### AIM OF THE TASK
Retype everything from the line containing "target: wet gravel" down to the last line of the rows, keeping each line character for character.

++++

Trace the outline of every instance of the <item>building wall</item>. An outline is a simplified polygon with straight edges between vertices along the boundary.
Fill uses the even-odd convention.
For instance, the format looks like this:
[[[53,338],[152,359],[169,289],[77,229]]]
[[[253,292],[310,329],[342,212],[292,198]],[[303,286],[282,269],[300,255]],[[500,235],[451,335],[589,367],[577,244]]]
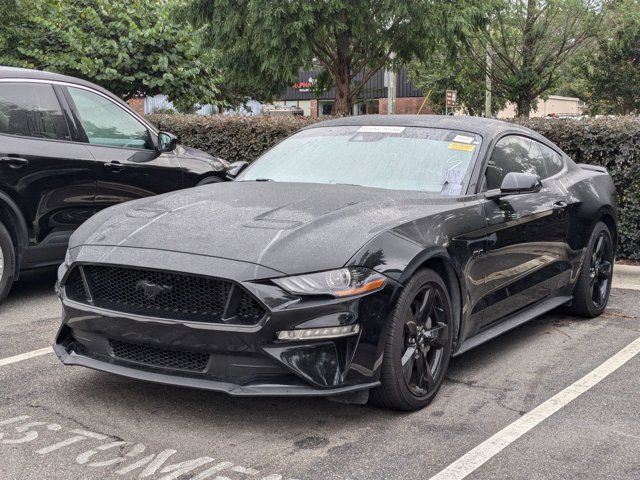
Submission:
[[[284,106],[284,107],[291,107],[291,106],[300,107],[304,111],[304,116],[308,117],[308,116],[313,116],[312,108],[311,108],[311,102],[316,102],[316,105],[317,105],[317,101],[316,100],[274,100],[273,102],[271,102],[271,104],[276,106],[276,107],[281,107],[281,106]],[[316,115],[317,115],[317,108],[316,108]]]
[[[144,97],[130,98],[127,103],[138,115],[144,115]]]
[[[580,99],[573,97],[562,97],[560,95],[549,95],[547,100],[538,99],[531,111],[531,117],[544,117],[550,113],[559,115],[580,115]],[[508,103],[507,106],[498,112],[498,118],[513,118],[516,116],[516,106]]]
[[[424,97],[404,97],[396,98],[396,111],[397,115],[415,115],[420,111],[420,107],[424,102]],[[386,115],[389,111],[388,100],[386,98],[380,98],[378,100],[378,110],[380,115]],[[422,107],[420,114],[426,115],[431,113],[428,102]]]

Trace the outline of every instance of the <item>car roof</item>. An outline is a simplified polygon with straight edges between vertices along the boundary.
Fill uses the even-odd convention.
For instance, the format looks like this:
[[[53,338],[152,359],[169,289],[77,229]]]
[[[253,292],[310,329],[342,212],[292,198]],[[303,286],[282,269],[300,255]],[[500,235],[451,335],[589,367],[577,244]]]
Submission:
[[[496,120],[493,118],[470,117],[464,115],[358,115],[341,117],[324,122],[314,123],[308,128],[333,126],[401,126],[401,127],[431,127],[462,130],[476,133],[484,138],[491,138],[503,132],[516,132],[524,135],[544,139],[540,134],[521,125]]]
[[[109,97],[122,102],[120,98],[111,93],[109,90],[102,88],[95,83],[88,82],[86,80],[82,80],[81,78],[70,77],[68,75],[61,75],[59,73],[46,72],[43,70],[33,70],[30,68],[18,68],[18,67],[4,67],[0,66],[0,79],[3,78],[16,78],[16,79],[28,79],[28,80],[44,80],[44,81],[52,81],[52,82],[65,82],[72,83],[75,85],[81,85],[84,87],[89,87],[94,90],[98,90],[105,95],[109,95]]]

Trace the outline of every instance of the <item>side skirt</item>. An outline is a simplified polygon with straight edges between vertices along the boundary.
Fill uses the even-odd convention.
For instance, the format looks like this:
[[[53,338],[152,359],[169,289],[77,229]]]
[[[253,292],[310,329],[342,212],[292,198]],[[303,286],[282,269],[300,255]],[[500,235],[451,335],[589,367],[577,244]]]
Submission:
[[[472,348],[475,348],[478,345],[481,345],[484,342],[497,337],[498,335],[502,335],[503,333],[508,332],[509,330],[513,330],[523,323],[527,323],[529,320],[533,320],[534,318],[539,317],[540,315],[543,315],[556,307],[571,302],[571,300],[573,300],[573,296],[548,298],[547,300],[535,304],[533,307],[507,317],[505,320],[494,325],[493,327],[488,328],[487,330],[483,330],[477,335],[474,335],[473,337],[465,340],[458,351],[455,352],[452,356],[457,357],[458,355],[462,355],[464,352],[468,352]]]

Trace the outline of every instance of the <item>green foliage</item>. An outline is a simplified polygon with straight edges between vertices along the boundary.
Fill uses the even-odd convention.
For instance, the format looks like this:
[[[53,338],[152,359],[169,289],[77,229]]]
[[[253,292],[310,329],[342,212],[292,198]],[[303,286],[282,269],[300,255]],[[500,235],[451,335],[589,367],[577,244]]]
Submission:
[[[640,119],[521,119],[555,142],[576,163],[600,165],[618,189],[620,258],[640,260]]]
[[[194,30],[158,0],[0,2],[0,64],[85,78],[127,99],[164,93],[183,108],[215,103],[217,73]]]
[[[476,3],[191,0],[188,11],[206,44],[225,52],[221,65],[235,85],[277,95],[300,68],[317,62],[336,88],[337,113],[349,114],[377,70],[412,58],[439,36],[460,33],[463,13],[477,14]]]
[[[409,64],[411,83],[429,96],[434,113],[445,113],[447,90],[457,90],[458,105],[468,115],[482,115],[485,107],[484,70],[468,55],[451,55],[442,46],[425,60]],[[498,112],[506,104],[497,92],[491,96],[491,111]]]
[[[588,63],[592,113],[640,113],[640,3],[618,0]]]
[[[252,162],[275,143],[317,121],[301,116],[149,115],[161,130],[180,143],[199,148],[229,162]]]
[[[467,36],[476,65],[488,70],[493,92],[528,117],[532,103],[562,77],[562,67],[598,34],[601,0],[493,0],[488,27]],[[491,57],[491,68],[485,57]]]

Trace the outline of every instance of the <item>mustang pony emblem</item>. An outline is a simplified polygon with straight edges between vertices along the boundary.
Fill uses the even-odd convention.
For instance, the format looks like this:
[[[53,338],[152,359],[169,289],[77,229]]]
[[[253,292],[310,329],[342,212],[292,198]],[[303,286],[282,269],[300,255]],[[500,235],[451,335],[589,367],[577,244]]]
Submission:
[[[136,290],[142,290],[144,296],[149,300],[153,300],[158,297],[161,293],[170,292],[173,290],[172,285],[158,285],[157,283],[152,283],[149,280],[140,280],[136,283]]]

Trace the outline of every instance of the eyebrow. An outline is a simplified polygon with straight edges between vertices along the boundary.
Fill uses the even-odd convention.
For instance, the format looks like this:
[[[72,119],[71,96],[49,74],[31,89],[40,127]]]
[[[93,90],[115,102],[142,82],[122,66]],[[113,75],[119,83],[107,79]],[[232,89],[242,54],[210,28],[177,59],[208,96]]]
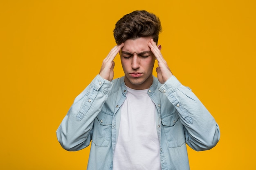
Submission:
[[[137,54],[137,55],[143,55],[144,54],[147,54],[148,53],[151,53],[151,51],[142,51],[139,53],[136,53],[136,54]],[[128,55],[131,55],[133,54],[132,53],[130,53],[128,51],[121,51],[121,53],[123,53],[124,54],[128,54]]]

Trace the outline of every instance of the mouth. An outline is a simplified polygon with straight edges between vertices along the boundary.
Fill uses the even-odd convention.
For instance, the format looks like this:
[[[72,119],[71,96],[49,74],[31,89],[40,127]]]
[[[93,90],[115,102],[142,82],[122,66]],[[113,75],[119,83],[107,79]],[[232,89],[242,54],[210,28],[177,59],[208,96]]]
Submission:
[[[130,73],[130,75],[133,77],[139,77],[142,75],[142,73]]]

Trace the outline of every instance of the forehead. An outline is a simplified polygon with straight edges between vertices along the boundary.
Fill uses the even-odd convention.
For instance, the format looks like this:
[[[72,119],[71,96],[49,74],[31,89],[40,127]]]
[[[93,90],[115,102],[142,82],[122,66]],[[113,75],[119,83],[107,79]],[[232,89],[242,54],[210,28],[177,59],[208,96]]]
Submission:
[[[136,40],[127,40],[124,42],[122,51],[131,53],[138,53],[145,51],[150,51],[148,44],[151,37],[140,37]]]

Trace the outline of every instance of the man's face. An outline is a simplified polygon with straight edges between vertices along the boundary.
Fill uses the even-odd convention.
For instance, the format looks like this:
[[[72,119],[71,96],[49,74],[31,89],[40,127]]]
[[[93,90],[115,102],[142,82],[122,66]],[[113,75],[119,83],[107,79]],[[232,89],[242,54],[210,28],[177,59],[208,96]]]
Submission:
[[[155,57],[148,45],[151,38],[128,40],[120,52],[124,82],[130,88],[145,89],[152,84]]]

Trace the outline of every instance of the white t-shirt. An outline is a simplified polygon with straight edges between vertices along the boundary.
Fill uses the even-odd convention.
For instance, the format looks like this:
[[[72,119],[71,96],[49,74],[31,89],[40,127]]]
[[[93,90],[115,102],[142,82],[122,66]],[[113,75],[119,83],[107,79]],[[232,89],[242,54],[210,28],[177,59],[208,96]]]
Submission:
[[[121,106],[118,138],[113,157],[113,170],[160,170],[160,146],[155,124],[155,105],[148,89],[126,87]]]

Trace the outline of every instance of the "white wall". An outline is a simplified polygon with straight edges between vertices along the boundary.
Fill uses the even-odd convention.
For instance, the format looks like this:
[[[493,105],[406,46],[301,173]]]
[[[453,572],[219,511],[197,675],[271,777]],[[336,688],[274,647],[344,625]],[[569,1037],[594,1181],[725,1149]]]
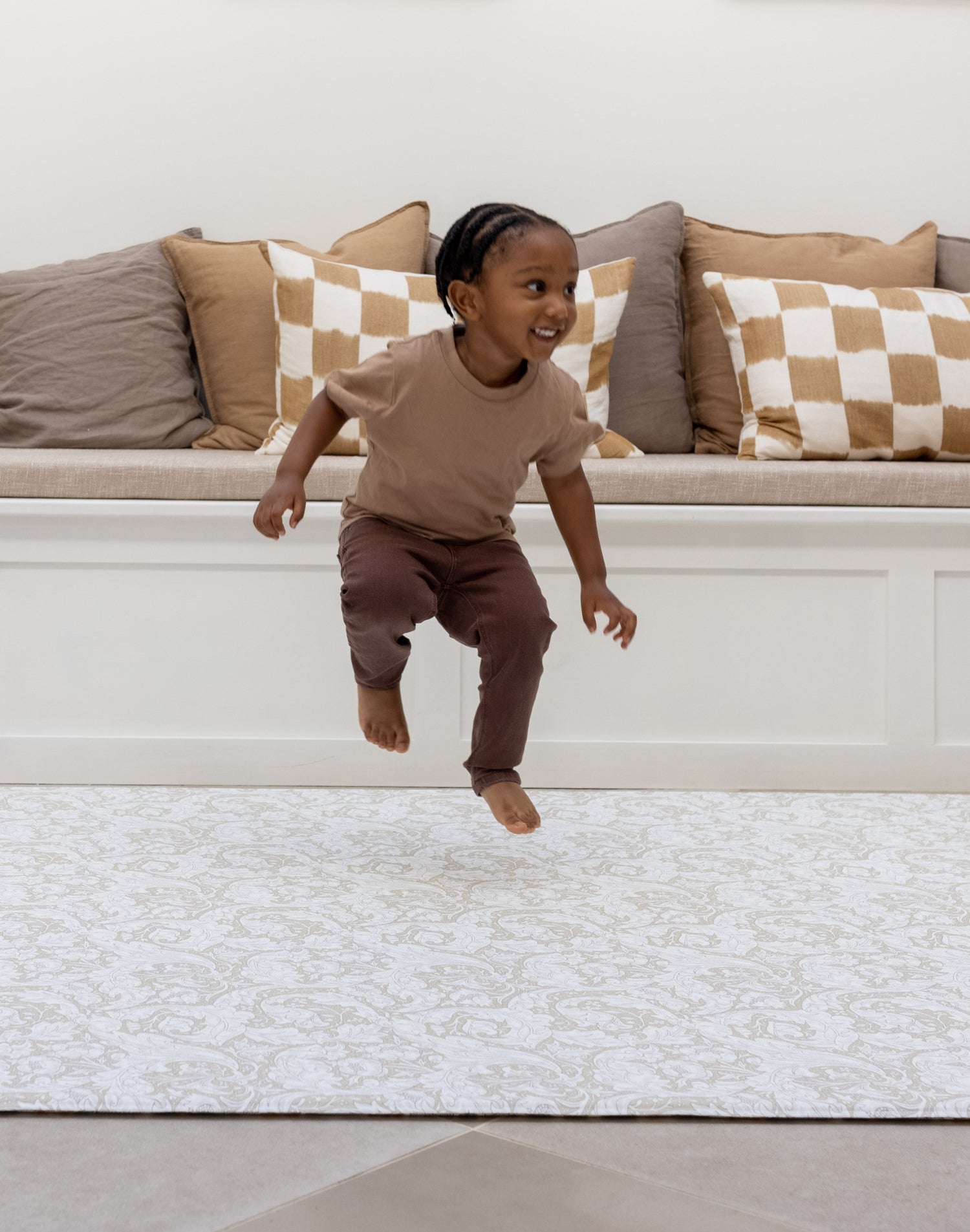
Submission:
[[[6,0],[0,270],[414,198],[970,235],[970,0]]]

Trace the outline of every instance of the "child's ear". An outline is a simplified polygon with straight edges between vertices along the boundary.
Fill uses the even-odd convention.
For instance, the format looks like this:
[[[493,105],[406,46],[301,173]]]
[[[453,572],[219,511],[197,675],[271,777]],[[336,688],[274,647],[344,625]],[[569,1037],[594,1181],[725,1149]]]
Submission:
[[[452,278],[447,285],[447,297],[462,320],[478,320],[482,315],[478,307],[478,291],[471,282]]]

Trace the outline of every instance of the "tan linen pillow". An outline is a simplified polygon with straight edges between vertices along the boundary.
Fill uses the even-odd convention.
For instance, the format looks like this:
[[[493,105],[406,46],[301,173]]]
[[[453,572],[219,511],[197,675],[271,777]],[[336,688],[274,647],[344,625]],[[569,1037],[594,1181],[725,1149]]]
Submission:
[[[736,453],[741,398],[731,352],[703,276],[709,271],[758,278],[865,287],[932,287],[937,227],[924,223],[899,244],[839,232],[768,235],[684,219],[687,384],[696,453]]]
[[[329,372],[364,362],[392,339],[452,324],[429,275],[324,261],[274,240],[264,240],[260,250],[275,274],[279,411],[258,453],[286,450]],[[552,354],[552,362],[568,372],[585,395],[589,419],[604,429],[610,354],[635,265],[632,257],[625,257],[579,271],[576,325]],[[365,423],[356,415],[348,419],[324,452],[366,453]],[[608,431],[588,456],[642,457],[642,451]]]
[[[741,458],[970,461],[970,294],[707,272]]]
[[[419,272],[430,211],[412,201],[341,235],[327,253],[279,240],[300,253],[372,269]],[[276,325],[272,271],[259,240],[218,243],[168,237],[165,259],[185,298],[212,421],[194,448],[255,450],[276,414]]]

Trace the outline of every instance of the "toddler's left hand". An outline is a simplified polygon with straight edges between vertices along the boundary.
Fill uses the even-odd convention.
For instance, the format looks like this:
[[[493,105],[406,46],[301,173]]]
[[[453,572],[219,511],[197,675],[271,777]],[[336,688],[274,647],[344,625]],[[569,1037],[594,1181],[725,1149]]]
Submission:
[[[613,639],[614,642],[621,639],[620,646],[626,649],[636,633],[636,614],[620,602],[605,582],[584,582],[579,590],[579,605],[583,610],[583,623],[590,633],[597,632],[595,612],[605,612],[609,621],[603,632],[609,633],[619,625]]]

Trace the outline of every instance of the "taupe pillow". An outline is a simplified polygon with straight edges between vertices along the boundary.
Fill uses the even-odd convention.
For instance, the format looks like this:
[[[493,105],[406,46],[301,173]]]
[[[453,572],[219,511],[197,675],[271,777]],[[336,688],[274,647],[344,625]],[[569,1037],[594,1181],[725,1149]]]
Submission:
[[[935,286],[970,294],[970,239],[937,235]]]
[[[186,448],[212,428],[189,347],[160,240],[0,274],[0,447]]]
[[[296,240],[274,243],[343,265],[419,274],[429,214],[425,201],[412,201],[341,235],[325,253]],[[174,237],[163,243],[189,309],[212,416],[206,435],[192,442],[197,450],[255,450],[276,418],[272,270],[259,245]]]
[[[581,269],[636,257],[634,281],[610,359],[610,429],[645,453],[689,453],[694,430],[684,389],[680,246],[675,201],[573,235]],[[431,235],[424,272],[435,272]]]
[[[741,274],[866,287],[929,287],[937,260],[935,223],[924,223],[897,244],[841,232],[765,234],[699,218],[684,219],[687,386],[698,453],[737,453],[741,394],[731,351],[704,275]]]

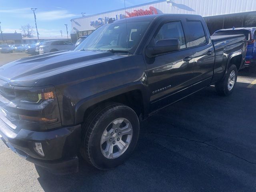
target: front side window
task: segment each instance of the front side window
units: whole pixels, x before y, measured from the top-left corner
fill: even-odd
[[[201,22],[188,21],[186,23],[188,28],[189,30],[188,36],[186,38],[188,43],[188,46],[198,46],[205,44],[206,39]]]
[[[180,40],[180,49],[186,48],[184,33],[180,21],[164,24],[154,37],[155,45],[158,40],[166,39],[178,39]]]

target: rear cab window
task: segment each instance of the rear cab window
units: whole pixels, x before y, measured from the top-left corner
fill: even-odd
[[[200,46],[206,43],[204,30],[200,21],[187,21],[186,24],[189,29],[186,36],[188,47]]]

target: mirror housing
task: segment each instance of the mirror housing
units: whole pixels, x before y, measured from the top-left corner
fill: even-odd
[[[178,39],[165,39],[158,40],[156,45],[147,48],[146,55],[149,58],[160,54],[180,50],[180,40]]]

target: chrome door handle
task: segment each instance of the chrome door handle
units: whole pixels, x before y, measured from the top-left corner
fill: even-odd
[[[193,57],[188,56],[187,57],[186,57],[183,59],[183,61],[185,62],[188,62],[189,61],[192,60],[192,59],[193,59]]]

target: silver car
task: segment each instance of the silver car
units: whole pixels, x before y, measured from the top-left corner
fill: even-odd
[[[75,48],[75,45],[68,41],[53,40],[44,42],[39,47],[39,53],[43,54],[64,50],[72,50]]]
[[[12,48],[7,45],[0,45],[0,53],[8,53],[12,52]]]

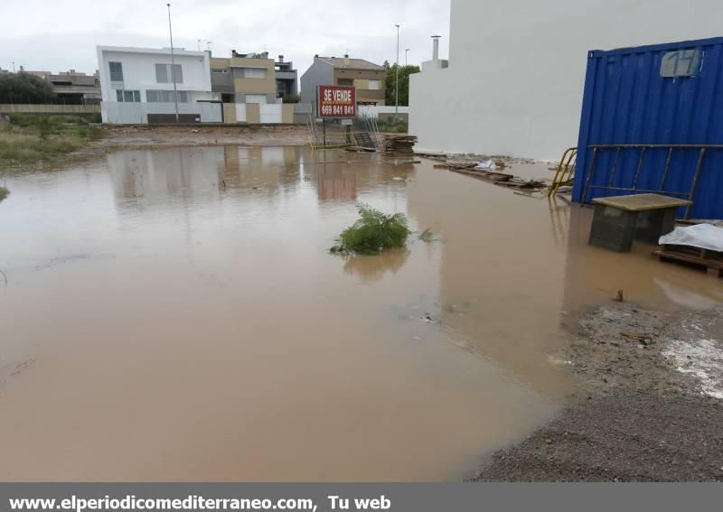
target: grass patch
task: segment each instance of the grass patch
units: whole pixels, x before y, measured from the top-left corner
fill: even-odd
[[[371,206],[357,206],[361,219],[339,237],[332,253],[378,255],[384,249],[403,247],[409,236],[403,213],[387,215]]]
[[[0,129],[0,171],[52,161],[101,136],[100,130],[77,116],[11,114]]]

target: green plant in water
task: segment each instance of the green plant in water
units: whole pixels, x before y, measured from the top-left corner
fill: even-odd
[[[384,249],[403,247],[409,236],[403,213],[387,215],[369,205],[357,206],[361,219],[347,228],[332,253],[378,255]]]

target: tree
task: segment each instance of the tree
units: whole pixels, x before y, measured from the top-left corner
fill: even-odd
[[[54,99],[52,86],[40,77],[23,71],[0,74],[0,103],[49,103]]]
[[[397,64],[390,65],[389,61],[384,61],[384,69],[387,70],[387,90],[385,103],[395,105],[397,94]],[[419,66],[399,66],[399,106],[408,107],[409,105],[409,75],[418,73]]]

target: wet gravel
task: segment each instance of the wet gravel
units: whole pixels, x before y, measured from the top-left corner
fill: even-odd
[[[683,372],[666,357],[676,341],[721,348],[723,309],[668,314],[612,304],[585,315],[577,328],[556,356],[578,377],[570,405],[494,453],[474,479],[723,480],[723,400],[711,396],[703,378],[719,382],[714,370],[723,360],[706,361],[714,367],[706,373],[689,358]]]

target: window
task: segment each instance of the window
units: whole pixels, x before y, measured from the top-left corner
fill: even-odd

++++

### OUTPUT BELOW
target: wet gravel
task: segment each instance of the wet gravel
units: whole pixels, x before y, measured from the top-left corner
fill: even-odd
[[[683,372],[666,357],[676,341],[721,348],[723,309],[668,314],[612,304],[585,315],[577,328],[556,356],[578,377],[570,405],[494,453],[474,479],[723,480],[723,400],[711,396],[703,378],[719,382],[714,370],[723,360],[706,361],[714,367],[706,373],[689,358]]]

target: window
task: segment each instance of the window
units: whole pixels, x before y, measured from the top-left corner
fill: even-odd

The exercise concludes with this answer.